» Excerpted text
— start —

Annex E

The German Navy had 28 U-boats when the war started in August 1914. Their capacity was limited. By February next they had lost 7 U-boats but had sunk 10 vessels with a total tonnage of 20,000. This figure accounted for only 10% of all British losses during the first six months of war. Mines sank double that figure over the same period.

The tonnage available with the Allies and neutral countries was estimated at 40 million tons. By January 1917, 5 million tons had been sunk, but 4.4 million tons were built new.

By the end of 1915 Britain had lost 845,000 tons, 90% of which by U-boats. This is almost two ships per day. At that time 20 U-boats had been sunk. The first depth charge, actually a converted mine that detonated automatically at about 15 metres depth had been deployed in 1915. In June 1915 a new depth charge with 300 pounds TNT or amatol had been developed and was used since January 1916.

— end —

» Excerpted data
— start —

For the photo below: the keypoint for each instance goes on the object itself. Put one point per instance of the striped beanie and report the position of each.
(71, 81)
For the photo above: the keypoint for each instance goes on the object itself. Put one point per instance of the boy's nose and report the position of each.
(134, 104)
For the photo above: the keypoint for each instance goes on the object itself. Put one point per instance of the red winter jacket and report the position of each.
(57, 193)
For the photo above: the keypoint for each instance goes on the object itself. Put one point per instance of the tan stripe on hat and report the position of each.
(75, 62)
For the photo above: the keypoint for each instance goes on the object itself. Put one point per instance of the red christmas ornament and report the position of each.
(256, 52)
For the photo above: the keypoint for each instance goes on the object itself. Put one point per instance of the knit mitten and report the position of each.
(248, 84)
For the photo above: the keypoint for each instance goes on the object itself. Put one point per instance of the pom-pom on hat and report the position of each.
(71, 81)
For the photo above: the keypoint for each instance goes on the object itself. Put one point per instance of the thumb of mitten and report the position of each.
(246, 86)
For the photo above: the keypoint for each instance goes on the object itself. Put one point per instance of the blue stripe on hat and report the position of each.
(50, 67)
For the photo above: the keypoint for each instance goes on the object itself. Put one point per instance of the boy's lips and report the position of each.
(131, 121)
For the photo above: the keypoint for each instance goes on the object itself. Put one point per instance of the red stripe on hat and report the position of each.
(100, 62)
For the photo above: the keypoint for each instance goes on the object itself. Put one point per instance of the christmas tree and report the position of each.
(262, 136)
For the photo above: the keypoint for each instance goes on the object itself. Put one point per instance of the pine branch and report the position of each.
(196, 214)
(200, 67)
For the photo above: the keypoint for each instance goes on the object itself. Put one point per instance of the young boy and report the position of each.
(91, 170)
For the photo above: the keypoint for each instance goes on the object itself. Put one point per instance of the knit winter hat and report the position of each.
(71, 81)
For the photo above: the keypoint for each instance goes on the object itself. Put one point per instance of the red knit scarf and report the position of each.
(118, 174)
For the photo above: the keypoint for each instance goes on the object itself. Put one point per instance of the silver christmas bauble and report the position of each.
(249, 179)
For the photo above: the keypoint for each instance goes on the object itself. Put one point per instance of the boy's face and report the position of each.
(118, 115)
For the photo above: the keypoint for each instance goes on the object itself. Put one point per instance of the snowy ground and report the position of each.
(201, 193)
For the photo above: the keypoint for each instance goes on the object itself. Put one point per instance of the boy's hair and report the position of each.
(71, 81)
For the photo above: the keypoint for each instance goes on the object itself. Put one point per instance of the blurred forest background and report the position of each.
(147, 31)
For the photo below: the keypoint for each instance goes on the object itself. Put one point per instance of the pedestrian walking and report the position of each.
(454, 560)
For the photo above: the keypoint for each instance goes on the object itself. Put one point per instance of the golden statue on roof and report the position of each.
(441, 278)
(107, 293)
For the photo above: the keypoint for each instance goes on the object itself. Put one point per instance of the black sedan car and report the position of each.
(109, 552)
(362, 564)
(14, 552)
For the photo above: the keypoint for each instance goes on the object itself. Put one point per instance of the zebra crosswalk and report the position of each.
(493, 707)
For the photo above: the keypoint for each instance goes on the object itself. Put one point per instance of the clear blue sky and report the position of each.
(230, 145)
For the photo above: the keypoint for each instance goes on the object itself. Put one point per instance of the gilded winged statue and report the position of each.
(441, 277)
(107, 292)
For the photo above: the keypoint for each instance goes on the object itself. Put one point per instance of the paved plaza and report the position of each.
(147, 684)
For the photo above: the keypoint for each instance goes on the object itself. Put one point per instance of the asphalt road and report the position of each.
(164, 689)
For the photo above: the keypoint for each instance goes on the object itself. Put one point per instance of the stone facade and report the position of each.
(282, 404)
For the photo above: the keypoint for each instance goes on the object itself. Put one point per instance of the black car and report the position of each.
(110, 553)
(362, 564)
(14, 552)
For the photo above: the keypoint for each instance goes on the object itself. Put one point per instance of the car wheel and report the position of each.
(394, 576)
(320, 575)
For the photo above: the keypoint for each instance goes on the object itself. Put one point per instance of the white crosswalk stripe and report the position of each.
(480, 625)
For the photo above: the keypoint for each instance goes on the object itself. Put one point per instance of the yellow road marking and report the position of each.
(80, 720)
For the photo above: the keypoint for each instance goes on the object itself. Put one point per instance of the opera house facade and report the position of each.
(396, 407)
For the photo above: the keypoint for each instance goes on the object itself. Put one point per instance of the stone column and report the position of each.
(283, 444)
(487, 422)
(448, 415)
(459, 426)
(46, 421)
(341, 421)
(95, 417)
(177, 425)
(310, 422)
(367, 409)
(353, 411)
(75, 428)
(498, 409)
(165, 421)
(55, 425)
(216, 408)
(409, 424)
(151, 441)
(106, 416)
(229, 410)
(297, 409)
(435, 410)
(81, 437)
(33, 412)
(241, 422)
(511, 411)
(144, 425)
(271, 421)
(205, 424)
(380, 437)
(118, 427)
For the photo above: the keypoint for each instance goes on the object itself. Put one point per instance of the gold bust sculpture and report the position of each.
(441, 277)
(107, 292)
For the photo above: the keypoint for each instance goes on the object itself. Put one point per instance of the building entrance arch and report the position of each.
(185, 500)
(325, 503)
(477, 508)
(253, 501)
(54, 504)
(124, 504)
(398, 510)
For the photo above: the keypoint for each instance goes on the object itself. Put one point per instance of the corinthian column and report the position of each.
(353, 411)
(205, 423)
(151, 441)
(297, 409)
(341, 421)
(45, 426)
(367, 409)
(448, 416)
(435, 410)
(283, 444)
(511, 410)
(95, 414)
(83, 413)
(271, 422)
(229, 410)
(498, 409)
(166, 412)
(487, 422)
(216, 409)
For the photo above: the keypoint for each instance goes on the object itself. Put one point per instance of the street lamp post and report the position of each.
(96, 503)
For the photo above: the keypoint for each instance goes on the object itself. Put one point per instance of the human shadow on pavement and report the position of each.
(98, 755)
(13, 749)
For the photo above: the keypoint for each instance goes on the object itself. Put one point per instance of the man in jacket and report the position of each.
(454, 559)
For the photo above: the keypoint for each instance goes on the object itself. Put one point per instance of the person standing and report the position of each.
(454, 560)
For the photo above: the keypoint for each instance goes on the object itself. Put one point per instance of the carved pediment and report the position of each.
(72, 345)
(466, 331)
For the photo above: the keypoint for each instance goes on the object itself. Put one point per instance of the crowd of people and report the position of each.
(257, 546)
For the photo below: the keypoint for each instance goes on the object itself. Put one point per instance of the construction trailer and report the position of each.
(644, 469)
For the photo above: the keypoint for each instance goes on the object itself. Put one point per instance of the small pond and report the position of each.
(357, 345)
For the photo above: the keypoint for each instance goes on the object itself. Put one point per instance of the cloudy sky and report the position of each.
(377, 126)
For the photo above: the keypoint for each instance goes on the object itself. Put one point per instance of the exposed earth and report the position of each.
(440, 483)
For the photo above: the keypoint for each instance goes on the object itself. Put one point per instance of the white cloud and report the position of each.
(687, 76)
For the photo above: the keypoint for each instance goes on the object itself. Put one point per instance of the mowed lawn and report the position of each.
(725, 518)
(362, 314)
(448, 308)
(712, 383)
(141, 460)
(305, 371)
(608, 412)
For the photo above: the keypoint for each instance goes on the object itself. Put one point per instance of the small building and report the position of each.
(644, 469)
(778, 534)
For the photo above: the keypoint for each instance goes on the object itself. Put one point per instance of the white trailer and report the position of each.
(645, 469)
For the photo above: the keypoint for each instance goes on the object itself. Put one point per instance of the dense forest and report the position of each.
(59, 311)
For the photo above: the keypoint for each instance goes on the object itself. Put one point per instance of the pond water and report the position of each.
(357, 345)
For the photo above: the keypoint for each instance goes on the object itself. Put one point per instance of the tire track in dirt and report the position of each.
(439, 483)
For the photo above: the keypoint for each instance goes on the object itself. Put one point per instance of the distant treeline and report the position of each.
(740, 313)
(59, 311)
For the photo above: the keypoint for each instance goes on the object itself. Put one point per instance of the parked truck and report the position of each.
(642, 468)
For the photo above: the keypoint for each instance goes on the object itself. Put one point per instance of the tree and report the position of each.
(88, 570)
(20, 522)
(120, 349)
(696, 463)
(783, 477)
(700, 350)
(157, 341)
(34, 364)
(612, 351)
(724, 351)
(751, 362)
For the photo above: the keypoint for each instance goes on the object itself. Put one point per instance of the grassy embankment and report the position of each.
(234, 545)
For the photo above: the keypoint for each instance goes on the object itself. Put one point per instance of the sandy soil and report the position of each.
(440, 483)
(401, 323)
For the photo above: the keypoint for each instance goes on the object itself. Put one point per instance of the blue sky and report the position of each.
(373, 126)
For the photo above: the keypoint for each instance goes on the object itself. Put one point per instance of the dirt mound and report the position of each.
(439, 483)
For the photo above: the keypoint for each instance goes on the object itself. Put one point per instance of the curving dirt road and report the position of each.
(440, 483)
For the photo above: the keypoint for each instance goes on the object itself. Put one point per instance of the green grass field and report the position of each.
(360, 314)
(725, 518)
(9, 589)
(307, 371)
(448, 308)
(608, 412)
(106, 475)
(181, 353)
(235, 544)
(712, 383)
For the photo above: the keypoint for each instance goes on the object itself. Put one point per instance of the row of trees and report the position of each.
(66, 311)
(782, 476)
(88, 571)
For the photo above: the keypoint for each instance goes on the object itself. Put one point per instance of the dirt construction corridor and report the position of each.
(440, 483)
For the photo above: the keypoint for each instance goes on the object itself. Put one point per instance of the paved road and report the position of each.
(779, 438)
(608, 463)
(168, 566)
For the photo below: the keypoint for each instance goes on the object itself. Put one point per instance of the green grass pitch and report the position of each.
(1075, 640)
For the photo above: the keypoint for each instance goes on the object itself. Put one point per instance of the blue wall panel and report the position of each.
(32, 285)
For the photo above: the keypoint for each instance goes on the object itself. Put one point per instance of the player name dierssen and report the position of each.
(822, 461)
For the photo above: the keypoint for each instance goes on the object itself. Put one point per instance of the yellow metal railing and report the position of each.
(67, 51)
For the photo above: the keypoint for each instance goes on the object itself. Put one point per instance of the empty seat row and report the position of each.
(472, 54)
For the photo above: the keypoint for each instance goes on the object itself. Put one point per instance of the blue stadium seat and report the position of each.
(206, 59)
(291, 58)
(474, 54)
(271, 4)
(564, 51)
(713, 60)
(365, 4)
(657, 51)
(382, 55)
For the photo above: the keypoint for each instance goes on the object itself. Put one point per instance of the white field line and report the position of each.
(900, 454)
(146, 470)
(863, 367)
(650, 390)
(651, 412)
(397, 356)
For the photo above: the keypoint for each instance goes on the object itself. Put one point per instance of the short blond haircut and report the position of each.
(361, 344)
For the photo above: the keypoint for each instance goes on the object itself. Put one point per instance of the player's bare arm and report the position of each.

— end —

» Stated exercise 1
Summarize Annex E in two sentences.
» Stated exercise 2
According to Annex E, how many tons had been sunk by January 1917?
» Stated exercise 3
Echo Annex E word for word, from "By the end of" to "since January 1916.".

» Task solution 1
The German Navy began the war in August 1914 with 28 U-boats of limited capacity, and by the following February it had lost 7 of them while sinking only 10 vessels totaling 20,000 tons. By the end of 1915, Britain had lost 845,000 tons, 90% of it to U-boats, while depth charges were first deployed in 1915 and an improved version was used from January 1916.

» Task solution 2
5 million tons.

» Task solution 3
By the end of 1915 Britain had lost 845,000 tons, 90% of which by U-boats. This is almost two ships per day. At that time 20 U-boats had been sunk. The first depth charge, actually a converted mine that detonated automatically at about 15 metres depth had been deployed in 1915. In June 1915 a new depth charge with 300 pounds TNT or amatol had been developed and was used since January 1916.